## INPUT FOR THIS TASK
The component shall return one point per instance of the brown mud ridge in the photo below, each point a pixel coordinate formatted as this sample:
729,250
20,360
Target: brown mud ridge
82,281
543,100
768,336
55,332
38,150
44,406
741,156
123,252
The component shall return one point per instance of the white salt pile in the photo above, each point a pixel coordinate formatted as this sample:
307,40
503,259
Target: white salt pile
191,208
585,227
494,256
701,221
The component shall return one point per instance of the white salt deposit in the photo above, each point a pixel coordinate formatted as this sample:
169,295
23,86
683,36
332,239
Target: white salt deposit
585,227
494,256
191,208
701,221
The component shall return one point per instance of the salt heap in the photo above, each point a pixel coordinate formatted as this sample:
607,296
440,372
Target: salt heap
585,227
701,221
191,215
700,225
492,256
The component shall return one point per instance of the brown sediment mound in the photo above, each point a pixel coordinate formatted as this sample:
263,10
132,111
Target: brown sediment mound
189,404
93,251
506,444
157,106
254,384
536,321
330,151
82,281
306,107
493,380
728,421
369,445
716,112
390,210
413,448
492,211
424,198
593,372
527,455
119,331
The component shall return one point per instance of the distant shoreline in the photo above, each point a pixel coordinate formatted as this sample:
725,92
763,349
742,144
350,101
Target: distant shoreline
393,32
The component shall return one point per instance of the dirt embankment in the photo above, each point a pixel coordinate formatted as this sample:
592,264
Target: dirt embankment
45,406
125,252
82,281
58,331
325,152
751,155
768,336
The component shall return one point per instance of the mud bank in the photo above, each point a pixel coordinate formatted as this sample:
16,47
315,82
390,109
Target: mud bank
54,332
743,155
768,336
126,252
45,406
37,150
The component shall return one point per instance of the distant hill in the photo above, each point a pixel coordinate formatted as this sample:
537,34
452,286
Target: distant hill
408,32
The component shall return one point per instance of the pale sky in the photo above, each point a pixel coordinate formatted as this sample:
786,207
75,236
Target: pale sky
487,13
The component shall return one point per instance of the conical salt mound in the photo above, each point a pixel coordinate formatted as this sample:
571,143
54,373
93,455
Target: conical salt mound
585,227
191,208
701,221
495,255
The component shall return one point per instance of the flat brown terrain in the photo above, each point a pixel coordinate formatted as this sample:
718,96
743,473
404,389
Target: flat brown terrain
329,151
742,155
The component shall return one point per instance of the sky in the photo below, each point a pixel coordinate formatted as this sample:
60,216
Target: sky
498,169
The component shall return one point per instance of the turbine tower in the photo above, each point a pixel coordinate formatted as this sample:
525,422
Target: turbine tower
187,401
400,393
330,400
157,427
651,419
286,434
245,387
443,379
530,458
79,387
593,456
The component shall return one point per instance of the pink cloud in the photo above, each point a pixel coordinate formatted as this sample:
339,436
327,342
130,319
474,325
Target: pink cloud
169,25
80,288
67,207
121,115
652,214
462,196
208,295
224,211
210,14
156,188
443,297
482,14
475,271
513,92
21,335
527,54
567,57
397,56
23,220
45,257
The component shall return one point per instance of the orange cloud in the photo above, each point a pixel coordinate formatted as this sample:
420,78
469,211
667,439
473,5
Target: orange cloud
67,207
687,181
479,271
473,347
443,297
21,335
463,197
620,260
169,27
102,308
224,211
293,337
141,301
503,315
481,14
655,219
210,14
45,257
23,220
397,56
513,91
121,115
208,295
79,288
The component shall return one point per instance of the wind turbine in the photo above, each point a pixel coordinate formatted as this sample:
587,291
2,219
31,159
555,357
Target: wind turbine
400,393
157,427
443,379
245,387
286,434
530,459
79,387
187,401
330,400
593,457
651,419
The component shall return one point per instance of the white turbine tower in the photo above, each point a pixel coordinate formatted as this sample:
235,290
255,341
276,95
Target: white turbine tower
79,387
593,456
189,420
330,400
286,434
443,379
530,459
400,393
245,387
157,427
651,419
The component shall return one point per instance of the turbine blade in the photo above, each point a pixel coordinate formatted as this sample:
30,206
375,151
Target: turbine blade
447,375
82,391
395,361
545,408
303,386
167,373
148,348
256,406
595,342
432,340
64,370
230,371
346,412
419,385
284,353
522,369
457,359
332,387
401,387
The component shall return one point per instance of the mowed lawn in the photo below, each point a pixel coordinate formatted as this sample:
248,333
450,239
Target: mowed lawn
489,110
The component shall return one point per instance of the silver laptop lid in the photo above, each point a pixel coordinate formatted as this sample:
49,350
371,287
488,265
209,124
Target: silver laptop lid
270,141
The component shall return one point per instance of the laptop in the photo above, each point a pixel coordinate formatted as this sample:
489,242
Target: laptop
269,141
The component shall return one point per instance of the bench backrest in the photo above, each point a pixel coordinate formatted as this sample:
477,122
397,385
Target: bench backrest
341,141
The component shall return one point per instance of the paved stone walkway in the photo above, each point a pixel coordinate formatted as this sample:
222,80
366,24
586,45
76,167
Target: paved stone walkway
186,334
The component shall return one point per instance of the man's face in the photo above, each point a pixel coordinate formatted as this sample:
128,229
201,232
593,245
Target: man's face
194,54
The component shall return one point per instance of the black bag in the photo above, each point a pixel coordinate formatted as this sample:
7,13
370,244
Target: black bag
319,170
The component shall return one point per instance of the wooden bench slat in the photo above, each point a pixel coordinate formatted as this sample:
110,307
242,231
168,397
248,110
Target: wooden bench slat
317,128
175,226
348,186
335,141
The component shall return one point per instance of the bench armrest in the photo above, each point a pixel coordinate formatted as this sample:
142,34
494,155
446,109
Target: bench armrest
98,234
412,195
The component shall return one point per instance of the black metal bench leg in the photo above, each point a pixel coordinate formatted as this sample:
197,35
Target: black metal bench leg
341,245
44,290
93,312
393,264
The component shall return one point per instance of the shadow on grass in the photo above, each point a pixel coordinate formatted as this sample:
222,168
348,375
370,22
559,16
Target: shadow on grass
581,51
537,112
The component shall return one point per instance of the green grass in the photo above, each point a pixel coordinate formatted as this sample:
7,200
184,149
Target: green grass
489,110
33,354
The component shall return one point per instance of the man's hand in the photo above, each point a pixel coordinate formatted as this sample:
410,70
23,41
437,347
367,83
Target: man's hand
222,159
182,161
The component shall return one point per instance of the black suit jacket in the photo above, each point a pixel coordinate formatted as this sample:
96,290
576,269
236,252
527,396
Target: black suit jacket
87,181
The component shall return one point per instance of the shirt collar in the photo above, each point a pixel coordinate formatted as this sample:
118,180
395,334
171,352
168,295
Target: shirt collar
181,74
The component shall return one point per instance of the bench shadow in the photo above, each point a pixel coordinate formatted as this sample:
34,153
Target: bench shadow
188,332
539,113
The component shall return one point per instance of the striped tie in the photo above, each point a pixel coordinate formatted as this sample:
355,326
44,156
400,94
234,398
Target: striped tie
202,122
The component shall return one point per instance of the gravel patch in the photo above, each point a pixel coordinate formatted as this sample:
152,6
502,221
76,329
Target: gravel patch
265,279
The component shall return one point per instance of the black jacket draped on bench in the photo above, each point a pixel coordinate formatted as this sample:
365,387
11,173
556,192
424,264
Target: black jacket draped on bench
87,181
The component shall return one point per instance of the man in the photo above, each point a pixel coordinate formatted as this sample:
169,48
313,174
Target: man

## GIVEN REQUEST
Write out all of the records again, switching each "component" to "tool" and changing nothing else.

## RESULT BELOW
The tool shall return one point per instance of the brown mud ridge in the photo below, each point a pixel coordinate formatted as this sample:
729,250
20,360
Target: brown mud ridge
82,281
543,100
768,336
55,332
38,150
44,406
741,156
123,252
The tool shall return one point per instance of the white salt pile in the photo above, each point a pixel coordinate formatted as this sample:
307,40
503,259
Target: white salt pile
191,208
585,227
494,256
701,221
The tool shall return one point per instance of the white salt deposit in the photo above, each point a pixel coordinate formatted as this sample:
169,295
23,86
683,36
332,239
Target: white salt deposit
585,227
494,256
191,208
701,221
The tool shall return one point per instance of the salt heap in the photo above, each point a pixel coordinate formatted as this sample:
607,296
440,372
Target: salt heap
585,227
701,221
191,215
700,225
492,256
The tool shall return one point per instance of the brown sediment mound in the photo above, each point a pixel coordinate formatted as this sample:
263,10
132,111
Target: brown sediment mound
189,404
93,251
506,444
157,106
254,384
536,321
330,151
82,281
306,107
493,380
728,421
369,445
716,112
390,210
413,448
492,211
424,198
593,372
527,455
119,331
The tool shall return one point per instance of the distant shoreline in the photo above, each point a pixel coordinate formatted as this sample:
725,92
763,349
742,144
350,101
Target: distant shoreline
393,32
The tool shall return one point per instance of the dirt embankment in the photo above, each point a pixel coordinate formatted as this sample:
592,264
Target: dirt embankment
45,406
125,252
82,281
58,331
325,152
751,155
768,336
The tool shall return one point per instance of the mud bank in the photo above, each point a pixel coordinate formatted as this sample:
16,47
315,82
390,109
Target: mud bank
54,332
743,155
768,336
126,252
45,406
37,150
The tool shall return one point per instance of the distant hill in the photo above, each point a pixel coordinate formatted as this sample:
537,34
452,286
Target: distant hill
408,32
The tool shall return one point per instance of the pale sky in the photo above, each point a pixel coordinate formatted as this sample:
786,207
75,236
Target: pale sky
487,13
The tool shall return one point per instance of the conical salt mound in the photo above, each point a pixel coordinate formatted as this sample:
571,143
54,373
93,455
Target: conical salt mound
585,227
191,208
701,221
495,255
The tool shall return one point per instance of the flat brown terrain in the photo above, each point a pixel coordinate formatted as this sample:
718,96
743,473
404,389
Target: flat brown terrain
329,151
742,155
The tool shall return one point per instance of the sky in the photo below, each point a pixel coordinate formatted as this sample:
60,216
Target: sky
498,169
The tool shall return one point per instance of the turbine tower in the photo above, each point a pixel coordinate formatted as this sample:
525,422
Target: turbine tower
187,401
400,393
330,400
157,427
651,419
286,434
245,387
443,379
530,458
79,387
593,456
The tool shall return one point per instance of the pink cloud in the photo above, each point a pixel coordinate formatted as this sample:
339,436
327,342
130,319
474,325
Target: pink cloud
169,25
80,288
67,207
121,115
652,214
462,196
208,295
224,211
210,14
156,188
443,297
482,14
475,271
513,92
21,335
527,54
567,57
397,56
23,220
45,257
The tool shall return one point per instance of the orange cloud in the photo above, each point a pixel coordinate formatted as this sample:
420,78
469,211
667,439
473,5
Target: orange cloud
67,207
687,181
479,271
473,347
443,297
21,335
463,197
620,260
169,27
102,308
224,211
293,337
141,301
503,315
481,14
655,219
210,14
45,257
23,220
397,56
513,91
121,115
208,295
79,288
The tool shall return one point per instance of the wind turbine in the photo above, each point a pixel coordinate formatted as this sample:
587,291
2,219
31,159
555,357
Target: wind turbine
400,393
157,427
443,379
245,387
286,434
530,459
79,387
187,401
330,400
593,457
651,419
The tool shall return one point per instance of the white turbine tower in the photo above, each point a pixel coordinate formatted as this sample:
235,290
255,341
276,95
Target: white turbine tower
79,387
593,456
189,420
330,400
286,434
443,379
530,459
400,393
245,387
157,427
651,419
The tool shall return one point per instance of the turbine blade in the photo above, each point a pixel coordinate formatted as this sample:
30,206
375,151
Target: turbine blade
447,375
82,391
395,361
545,408
303,386
167,373
148,348
256,406
595,342
432,340
64,370
230,371
346,412
419,385
284,353
522,369
457,359
332,387
401,387
The tool shall return one point per instance of the mowed lawn in the photo below, each point a pixel coordinate formatted as this sample:
248,333
450,239
Target: mowed lawn
489,110
The tool shall return one point per instance of the silver laptop lid in the photo above, each point a pixel coordinate formatted as this sample:
49,350
371,287
488,265
209,124
Target: silver laptop lid
270,141
The tool shall return one point per instance of the laptop in the photo above, each point a pixel coordinate formatted as this sample:
489,242
Target: laptop
269,141
The tool shall return one point per instance of the bench backrest in the photo above, each point a pixel coordinate formatted as this sample:
477,122
397,385
Target: bench backrest
341,141
The tool shall return one point per instance of the paved stone walkway in the photo above, each point a pixel coordinate formatted as this sample:
222,80
366,24
586,45
76,167
Target: paved stone walkway
186,334
The tool shall return one point per instance of the man's face in the photo above, each point a pixel coordinate formatted as this sample:
128,229
201,232
593,245
Target: man's face
194,54
The tool shall return one point per instance of the black bag in the photo above, each point a pixel coordinate formatted as this sample:
7,13
370,244
Target: black bag
319,170
The tool shall return one point per instance of the wooden bench slat in the photo above, each point a pixel coordinate formatted as this sample:
110,307
242,231
168,397
248,110
Target: wooden bench slat
317,128
175,226
348,186
335,141
The tool shall return one point per instance of the bench armrest in the photo above, each point a pixel coordinate formatted as this sample:
142,34
494,155
446,109
Target: bench armrest
98,234
412,195
The tool shall return one point per instance of the black metal bench leg in the photo above, each point a pixel coordinate formatted as this sample:
197,35
Target: black metal bench leg
341,245
44,290
93,312
393,264
The tool shall return one point per instance of the shadow on grass in the photo above, each point a pixel coordinate formatted as this sample:
222,168
348,375
370,22
559,16
Target: shadow on grass
581,51
537,112
The tool shall return one point per instance of the green grass in the photo above, each point a pixel coordinate formatted as this sample:
7,200
184,149
Target: green grass
489,110
33,354
The tool shall return one point per instance of the man's hand in the photo above, each point a pixel coordinate formatted as this sample:
410,70
23,41
437,347
367,83
Target: man's hand
222,159
182,161
The tool shall return one point per instance of the black suit jacket in the photo above, each point a pixel coordinate formatted as this sample:
96,290
576,269
236,252
527,396
Target: black suit jacket
87,181
The tool shall return one point per instance of the shirt collar in the photo above, each point a pixel coordinate formatted as this sample:
118,180
395,334
171,352
168,295
Target: shirt collar
181,74
The tool shall return one point per instance of the bench shadow in the photo above, each point a pixel coordinate formatted as this sample:
34,153
Target: bench shadow
188,332
539,113
The tool shall return one point per instance of the striped tie in the photo above, each point a pixel coordinate formatted as this sample:
355,326
44,156
400,94
234,398
Target: striped tie
202,122
The tool shall return one point per instance of the gravel patch in the photo above, each point a pixel coordinate formatted as this sample:
152,6
502,221
76,329
Target: gravel patch
265,279
The tool shall return one point per instance of the black jacket draped on bench in the photo above, each point a pixel coordinate formatted as this sample:
365,387
11,173
556,192
424,264
Target: black jacket draped on bench
87,181
The tool shall return one point per instance of the man in the photo above, each point a pixel coordinate formatted as this sample:
169,48
313,174
Target: man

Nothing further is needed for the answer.